**Task:** Copy everything from the line containing "draw the outline of patterned" down to the line containing "[[[368,199],[397,199],[398,195],[386,179],[376,179],[362,197]]]", swapping in "entryway" for "doorway" and leaving the rest unchanged.

===

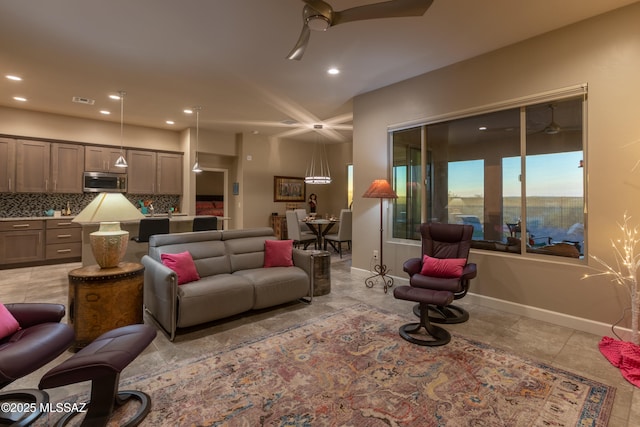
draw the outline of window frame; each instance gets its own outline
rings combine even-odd
[[[520,98],[515,98],[515,99],[511,99],[511,100],[506,100],[506,101],[501,101],[501,102],[497,102],[497,103],[493,103],[493,104],[487,104],[487,105],[482,105],[482,106],[477,106],[477,107],[473,107],[470,109],[466,109],[466,110],[460,110],[460,111],[455,111],[455,112],[451,112],[451,113],[445,113],[445,114],[441,114],[441,115],[436,115],[436,116],[432,116],[432,117],[428,117],[428,118],[424,118],[424,119],[418,119],[418,120],[413,120],[411,122],[404,122],[401,124],[397,124],[397,125],[391,125],[387,127],[387,146],[388,146],[388,153],[389,153],[389,171],[388,171],[388,176],[391,178],[391,184],[392,186],[395,186],[395,182],[393,181],[394,179],[394,132],[398,132],[398,131],[406,131],[406,130],[410,130],[413,128],[421,128],[421,140],[420,140],[420,150],[421,150],[421,162],[422,162],[422,167],[421,167],[421,177],[420,177],[420,182],[424,185],[421,186],[422,188],[422,194],[421,194],[421,199],[423,201],[423,203],[421,204],[421,218],[420,221],[421,222],[426,222],[428,220],[427,218],[427,212],[429,207],[426,206],[427,204],[427,188],[429,186],[428,184],[428,180],[429,177],[426,176],[426,172],[427,172],[427,161],[428,158],[427,156],[429,155],[427,149],[427,141],[426,141],[426,132],[427,132],[427,128],[430,125],[435,125],[435,124],[439,124],[439,123],[443,123],[443,122],[447,122],[447,121],[452,121],[452,120],[458,120],[458,119],[464,119],[464,118],[472,118],[474,116],[479,116],[479,115],[484,115],[484,114],[488,114],[488,113],[492,113],[492,112],[499,112],[499,111],[503,111],[503,110],[508,110],[508,109],[515,109],[518,108],[520,110],[520,153],[519,153],[519,157],[521,159],[521,173],[522,175],[525,177],[524,180],[522,180],[522,192],[521,192],[521,208],[523,211],[523,221],[526,221],[526,188],[525,188],[525,183],[526,183],[526,157],[527,157],[527,153],[526,153],[526,114],[525,114],[525,110],[527,108],[527,106],[532,106],[535,104],[542,104],[542,103],[552,103],[552,102],[559,102],[559,101],[563,101],[563,100],[568,100],[570,98],[576,98],[576,97],[582,97],[582,152],[583,152],[583,162],[581,163],[584,169],[584,173],[583,173],[583,180],[582,180],[582,185],[583,185],[583,219],[584,219],[584,247],[583,247],[583,256],[581,256],[580,258],[566,258],[565,257],[558,257],[558,256],[549,256],[549,255],[540,255],[540,254],[535,254],[535,253],[531,253],[528,252],[526,250],[526,240],[525,239],[521,239],[521,252],[519,254],[513,254],[516,256],[525,256],[527,258],[538,258],[538,257],[542,257],[542,259],[544,260],[553,260],[553,261],[567,261],[567,262],[580,262],[580,263],[586,263],[587,258],[588,258],[588,189],[587,189],[587,185],[588,185],[588,132],[587,132],[587,124],[588,124],[588,115],[587,115],[587,111],[588,111],[588,85],[586,83],[583,84],[578,84],[578,85],[574,85],[574,86],[568,86],[568,87],[564,87],[564,88],[560,88],[560,89],[556,89],[556,90],[550,90],[550,91],[546,91],[546,92],[541,92],[538,94],[533,94],[533,95],[529,95],[529,96],[523,96]],[[395,209],[392,208],[390,209],[390,215],[388,217],[389,219],[389,223],[393,224],[393,222],[395,221],[395,218],[393,218],[393,211]],[[526,222],[525,222],[526,223]],[[390,228],[388,228],[390,230]],[[409,238],[401,238],[401,237],[393,237],[393,234],[390,233],[389,235],[389,239],[391,241],[394,242],[398,242],[398,243],[407,243],[407,244],[419,244],[420,241],[419,240],[414,240],[414,239],[409,239]],[[491,250],[482,250],[482,249],[478,249],[481,250],[482,253],[487,253],[487,254],[496,254],[496,255],[502,255],[503,252],[497,252],[497,251],[491,251]]]

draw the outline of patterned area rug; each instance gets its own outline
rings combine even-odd
[[[607,425],[615,388],[460,336],[413,345],[406,321],[359,304],[121,389],[151,395],[145,426]]]

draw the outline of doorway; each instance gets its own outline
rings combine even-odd
[[[228,218],[228,188],[227,169],[202,168],[196,174],[196,215]]]

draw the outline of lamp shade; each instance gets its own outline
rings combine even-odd
[[[120,229],[120,221],[135,221],[144,215],[121,193],[100,193],[72,221],[100,223],[89,234],[91,251],[102,268],[117,267],[127,252],[129,232]]]
[[[122,193],[100,193],[76,215],[73,222],[135,221],[142,218],[142,212]]]
[[[368,199],[397,199],[398,195],[386,179],[376,179],[362,197]]]

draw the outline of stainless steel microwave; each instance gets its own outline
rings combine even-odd
[[[85,172],[82,181],[85,193],[127,192],[127,176],[118,173]]]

===

**Complete response:**
draw the outline of patterned area rug; each instance gets its own outline
rings combine even-odd
[[[607,425],[615,388],[460,336],[413,345],[406,321],[359,304],[121,389],[151,395],[145,426]]]

draw the outline of entryway; each instance gets its own outline
rings combine even-odd
[[[228,218],[228,188],[227,169],[202,168],[196,174],[196,215]]]

draw the outline of lamp shade; each instance gets its own outline
rings combine even-odd
[[[120,229],[120,221],[135,221],[144,215],[121,193],[100,193],[72,221],[100,223],[89,234],[91,251],[102,268],[117,267],[127,252],[129,232]]]
[[[122,193],[100,193],[76,215],[73,222],[135,221],[142,218],[142,212]]]
[[[368,199],[397,199],[398,195],[386,179],[376,179],[362,197]]]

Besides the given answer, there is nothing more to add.